## EXERCISE TEXT
=== Begin Enclosure ===

Infertility Fast Facts
Couples approximately in the United States, or 10 percent of all couples of childbearing age, have difficulty conceiving.
Recurrent pregnancy loss is defined as having two or more unsuccessful pregnancies. Roughly 25 percent of all pregnancies result in a miscarriage, but only five percent of women will experience two consecutive miscarriages and one percent of women will experience tree or more losses. After three or more miscarriage, your physician will probably recommend a thorough evaluation to try and determine a causative factor.
Many different causes can exist for why a woman to is experiencing recurrent loss. Your doctor will evaluate the possible genetic and chromosomal causes by drawing blood to determine if you and your partner are carriers of an inherited genetic abnormality. Only about five percent of all couples who are tested have genetic issues.
Most early miscarriages are due to random chromosomal abnormalities in the embryo. These abnormalities, include a missing or duplicate chromosome, occur in approximately 60 percent of reported early miscarriages.
A woman’s age can also play an important role in the occurrence of miscarriage. After age 40, 33 percent of all pregnancies result in miscarriage, probably due to chromosomal abnormalities in the egg as a woman ages. Many women choose to use donor eggs as it optimizes their chances of delivering a healthy baby and minimizes the chance chromosomally abnormalities in the pregnancy.

=== End Enclosure ===

## EXERCISE BRIEF
Reproduce the passage of the infertility facts text between "Most early miscarriages" and "in the pregnancy.", inclusive.

## Collected data entries
=== Begin Enclosure ===

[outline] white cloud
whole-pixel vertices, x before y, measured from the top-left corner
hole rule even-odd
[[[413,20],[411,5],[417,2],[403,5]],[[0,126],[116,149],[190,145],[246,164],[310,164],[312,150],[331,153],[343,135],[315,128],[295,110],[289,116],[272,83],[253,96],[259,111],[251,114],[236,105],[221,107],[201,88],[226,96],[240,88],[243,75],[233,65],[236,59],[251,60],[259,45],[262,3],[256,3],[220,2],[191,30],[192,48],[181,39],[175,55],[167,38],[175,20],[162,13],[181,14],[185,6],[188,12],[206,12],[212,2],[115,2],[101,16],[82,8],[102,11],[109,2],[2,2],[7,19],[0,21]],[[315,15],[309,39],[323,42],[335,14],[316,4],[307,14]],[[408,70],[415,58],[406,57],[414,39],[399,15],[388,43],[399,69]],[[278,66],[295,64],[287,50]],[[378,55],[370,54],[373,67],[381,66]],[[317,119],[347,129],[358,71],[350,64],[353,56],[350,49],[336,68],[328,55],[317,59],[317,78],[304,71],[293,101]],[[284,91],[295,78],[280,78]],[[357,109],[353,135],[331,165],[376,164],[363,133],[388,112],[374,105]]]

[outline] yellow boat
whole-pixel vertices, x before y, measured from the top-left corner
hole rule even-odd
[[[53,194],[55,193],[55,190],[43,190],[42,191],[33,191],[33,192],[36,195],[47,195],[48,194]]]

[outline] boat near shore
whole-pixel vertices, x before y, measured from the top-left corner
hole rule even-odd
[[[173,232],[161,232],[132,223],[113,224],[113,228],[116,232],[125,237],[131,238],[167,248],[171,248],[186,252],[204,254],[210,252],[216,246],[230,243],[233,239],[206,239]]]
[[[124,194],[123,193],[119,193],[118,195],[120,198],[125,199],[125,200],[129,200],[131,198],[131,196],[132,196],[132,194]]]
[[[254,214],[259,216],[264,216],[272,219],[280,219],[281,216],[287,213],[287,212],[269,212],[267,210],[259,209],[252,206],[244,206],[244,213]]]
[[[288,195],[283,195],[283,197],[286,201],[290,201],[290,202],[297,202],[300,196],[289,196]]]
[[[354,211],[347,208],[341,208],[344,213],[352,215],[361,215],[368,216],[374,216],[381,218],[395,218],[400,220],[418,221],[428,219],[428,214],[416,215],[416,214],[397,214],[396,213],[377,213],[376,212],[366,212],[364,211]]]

=== End Enclosure ===

## ANSWER SPACE
Most early miscarriages are due to random chromosomal abnormalities in the embryo. These abnormalities, include a missing or duplicate chromosome, occur in approximately 60 percent of reported early miscarriages.
A woman’s age can also play an important role in the occurrence of miscarriage. After age 40, 33 percent of all pregnancies result in miscarriage, probably due to chromosomal abnormalities in the egg as a woman ages. Many women choose to use donor eggs as it optimizes their chances of delivering a healthy baby and minimizes the chance chromosomally abnormalities in the pregnancy.